GOAL OF THE EXERCISE: Start with the line containing "Question. Place a dot on every instance of the bare tree" and write out each line through the end of the listing, exactly as given.

**********

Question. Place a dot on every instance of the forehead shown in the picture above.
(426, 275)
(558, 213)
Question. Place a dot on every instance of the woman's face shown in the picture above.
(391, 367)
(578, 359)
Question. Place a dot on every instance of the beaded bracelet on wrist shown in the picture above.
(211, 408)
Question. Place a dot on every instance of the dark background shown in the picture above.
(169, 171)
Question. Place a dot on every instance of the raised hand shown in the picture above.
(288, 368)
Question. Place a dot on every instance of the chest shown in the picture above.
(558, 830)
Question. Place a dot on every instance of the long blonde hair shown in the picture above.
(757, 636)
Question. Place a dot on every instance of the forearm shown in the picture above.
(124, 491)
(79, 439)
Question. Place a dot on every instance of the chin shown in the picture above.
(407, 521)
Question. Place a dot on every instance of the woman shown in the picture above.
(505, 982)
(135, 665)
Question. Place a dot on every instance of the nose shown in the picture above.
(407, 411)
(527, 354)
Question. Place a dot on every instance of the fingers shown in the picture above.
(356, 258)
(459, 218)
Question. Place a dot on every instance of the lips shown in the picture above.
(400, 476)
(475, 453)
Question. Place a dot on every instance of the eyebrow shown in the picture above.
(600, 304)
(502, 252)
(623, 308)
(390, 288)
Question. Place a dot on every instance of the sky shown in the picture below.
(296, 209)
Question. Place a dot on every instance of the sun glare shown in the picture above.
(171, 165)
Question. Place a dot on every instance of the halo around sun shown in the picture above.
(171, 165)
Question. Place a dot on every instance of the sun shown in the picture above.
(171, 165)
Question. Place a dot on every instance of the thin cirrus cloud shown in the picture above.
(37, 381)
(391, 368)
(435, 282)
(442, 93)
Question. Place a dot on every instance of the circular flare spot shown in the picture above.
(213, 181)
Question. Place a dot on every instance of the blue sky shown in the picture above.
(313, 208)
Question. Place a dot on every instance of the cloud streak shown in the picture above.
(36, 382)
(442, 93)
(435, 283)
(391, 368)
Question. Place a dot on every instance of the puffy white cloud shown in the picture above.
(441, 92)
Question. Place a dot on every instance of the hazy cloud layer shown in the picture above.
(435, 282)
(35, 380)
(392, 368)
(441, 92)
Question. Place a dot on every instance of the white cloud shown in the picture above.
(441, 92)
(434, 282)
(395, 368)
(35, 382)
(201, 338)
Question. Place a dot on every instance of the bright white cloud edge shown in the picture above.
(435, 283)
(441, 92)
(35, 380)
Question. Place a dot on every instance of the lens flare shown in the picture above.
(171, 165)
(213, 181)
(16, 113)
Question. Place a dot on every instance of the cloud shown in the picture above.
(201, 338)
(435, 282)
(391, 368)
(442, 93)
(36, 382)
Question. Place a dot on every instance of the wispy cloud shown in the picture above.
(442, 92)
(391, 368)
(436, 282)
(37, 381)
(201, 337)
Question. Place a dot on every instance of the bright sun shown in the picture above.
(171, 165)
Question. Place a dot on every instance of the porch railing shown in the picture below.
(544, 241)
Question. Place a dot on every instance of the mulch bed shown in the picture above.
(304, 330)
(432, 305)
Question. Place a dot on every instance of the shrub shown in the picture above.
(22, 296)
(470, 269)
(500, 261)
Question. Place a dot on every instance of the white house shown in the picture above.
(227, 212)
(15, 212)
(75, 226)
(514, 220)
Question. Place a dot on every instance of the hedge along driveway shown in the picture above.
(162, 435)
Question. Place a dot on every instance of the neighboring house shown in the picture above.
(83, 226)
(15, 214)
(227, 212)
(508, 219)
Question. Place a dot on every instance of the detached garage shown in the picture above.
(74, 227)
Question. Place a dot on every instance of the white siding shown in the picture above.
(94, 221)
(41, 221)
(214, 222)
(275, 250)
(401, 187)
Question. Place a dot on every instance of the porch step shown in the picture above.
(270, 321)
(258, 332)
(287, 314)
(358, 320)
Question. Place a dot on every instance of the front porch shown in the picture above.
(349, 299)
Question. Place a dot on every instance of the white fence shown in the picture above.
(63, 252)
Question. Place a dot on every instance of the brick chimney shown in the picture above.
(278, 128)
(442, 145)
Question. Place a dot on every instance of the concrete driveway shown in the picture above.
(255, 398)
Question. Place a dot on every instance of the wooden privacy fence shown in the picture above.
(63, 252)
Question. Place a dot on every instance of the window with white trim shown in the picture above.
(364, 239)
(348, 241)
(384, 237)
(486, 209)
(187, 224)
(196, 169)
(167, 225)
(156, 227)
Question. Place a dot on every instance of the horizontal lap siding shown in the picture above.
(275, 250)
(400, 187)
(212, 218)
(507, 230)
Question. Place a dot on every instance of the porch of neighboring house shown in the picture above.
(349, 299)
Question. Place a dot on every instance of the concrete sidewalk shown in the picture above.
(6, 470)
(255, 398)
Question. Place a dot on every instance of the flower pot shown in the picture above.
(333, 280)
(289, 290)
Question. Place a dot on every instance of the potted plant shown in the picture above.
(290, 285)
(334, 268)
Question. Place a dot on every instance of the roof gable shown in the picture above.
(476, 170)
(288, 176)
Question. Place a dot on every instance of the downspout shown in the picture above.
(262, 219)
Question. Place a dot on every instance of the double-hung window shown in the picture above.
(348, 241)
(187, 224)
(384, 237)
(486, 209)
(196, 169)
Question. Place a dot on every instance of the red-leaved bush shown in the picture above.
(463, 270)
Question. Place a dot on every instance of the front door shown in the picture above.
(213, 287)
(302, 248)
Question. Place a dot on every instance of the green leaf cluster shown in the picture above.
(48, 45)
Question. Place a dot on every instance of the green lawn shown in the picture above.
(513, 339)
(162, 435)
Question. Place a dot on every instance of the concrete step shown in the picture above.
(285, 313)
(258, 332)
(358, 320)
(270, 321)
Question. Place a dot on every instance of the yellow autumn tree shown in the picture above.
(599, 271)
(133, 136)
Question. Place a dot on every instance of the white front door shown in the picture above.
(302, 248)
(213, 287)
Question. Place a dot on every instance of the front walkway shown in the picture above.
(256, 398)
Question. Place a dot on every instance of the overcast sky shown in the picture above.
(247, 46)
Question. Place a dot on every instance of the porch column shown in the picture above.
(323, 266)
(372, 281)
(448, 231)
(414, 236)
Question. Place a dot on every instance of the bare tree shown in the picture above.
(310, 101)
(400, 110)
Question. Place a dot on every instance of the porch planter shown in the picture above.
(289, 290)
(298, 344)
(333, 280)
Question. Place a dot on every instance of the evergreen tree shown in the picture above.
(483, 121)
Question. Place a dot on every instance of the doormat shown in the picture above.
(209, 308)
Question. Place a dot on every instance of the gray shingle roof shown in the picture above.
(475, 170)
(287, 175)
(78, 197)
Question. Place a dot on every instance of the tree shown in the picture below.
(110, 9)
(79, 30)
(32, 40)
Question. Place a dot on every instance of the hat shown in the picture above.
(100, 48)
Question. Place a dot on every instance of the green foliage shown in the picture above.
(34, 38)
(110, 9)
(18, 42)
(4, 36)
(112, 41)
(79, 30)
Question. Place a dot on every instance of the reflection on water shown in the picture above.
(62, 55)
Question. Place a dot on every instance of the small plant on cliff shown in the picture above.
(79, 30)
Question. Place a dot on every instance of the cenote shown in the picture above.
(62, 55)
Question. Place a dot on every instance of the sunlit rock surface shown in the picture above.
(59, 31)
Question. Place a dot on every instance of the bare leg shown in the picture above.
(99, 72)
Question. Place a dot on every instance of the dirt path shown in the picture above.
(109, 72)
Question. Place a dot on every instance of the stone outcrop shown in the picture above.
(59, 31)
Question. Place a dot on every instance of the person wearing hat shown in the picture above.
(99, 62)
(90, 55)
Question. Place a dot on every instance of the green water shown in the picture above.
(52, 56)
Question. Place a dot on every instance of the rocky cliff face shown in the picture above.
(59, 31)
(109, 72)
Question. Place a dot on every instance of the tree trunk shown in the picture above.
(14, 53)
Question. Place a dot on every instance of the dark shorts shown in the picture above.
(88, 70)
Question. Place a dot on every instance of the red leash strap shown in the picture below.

**********

SOLUTION TO THE EXERCISE:
Question. Place a dot on every instance of the bare tree shown in the picture above.
(310, 101)
(400, 110)
Question. Place a dot on every instance of the porch planter shown in the picture above.
(289, 290)
(298, 344)
(333, 280)
Question. Place a dot on every instance of the evergreen tree shown in the picture above.
(483, 121)
Question. Place a dot on every instance of the doormat shown in the picture above.
(209, 308)
Question. Place a dot on every instance of the gray shingle roof shown in the picture above.
(475, 170)
(287, 175)
(78, 197)
Question. Place a dot on every instance of the tree shown in the picture below.
(110, 9)
(79, 30)
(32, 40)
Question. Place a dot on every instance of the hat shown in the picture above.
(100, 48)
Question. Place a dot on every instance of the green foliage shown in the picture above.
(34, 38)
(110, 9)
(18, 42)
(4, 36)
(112, 41)
(79, 30)
Question. Place a dot on every instance of the reflection on water shown in the picture above.
(62, 55)
Question. Place a dot on every instance of the small plant on cliff shown in the picture above.
(79, 30)
Question. Place a dot on every instance of the cenote shown in the picture above.
(62, 55)
Question. Place a dot on every instance of the sunlit rock surface shown in the picture above.
(59, 31)
Question. Place a dot on every instance of the bare leg shown in the picture above.
(99, 72)
Question. Place a dot on every instance of the dirt path shown in the picture above.
(109, 72)
Question. Place a dot on every instance of the stone outcrop shown in the picture above.
(59, 31)
Question. Place a dot on every instance of the person wearing hat shown in the picture above.
(99, 62)
(90, 55)
Question. Place a dot on every instance of the green water shown in the picture above.
(52, 56)
Question. Place a dot on every instance of the rocky cliff face shown in the picture above.
(59, 31)
(109, 72)
Question. Place a dot on every instance of the tree trunk shown in the picture above.
(14, 53)
Question. Place a dot on every instance of the dark shorts shown in the picture above.
(88, 70)
Question. Place a dot on every instance of the red leash strap shown in the picture below.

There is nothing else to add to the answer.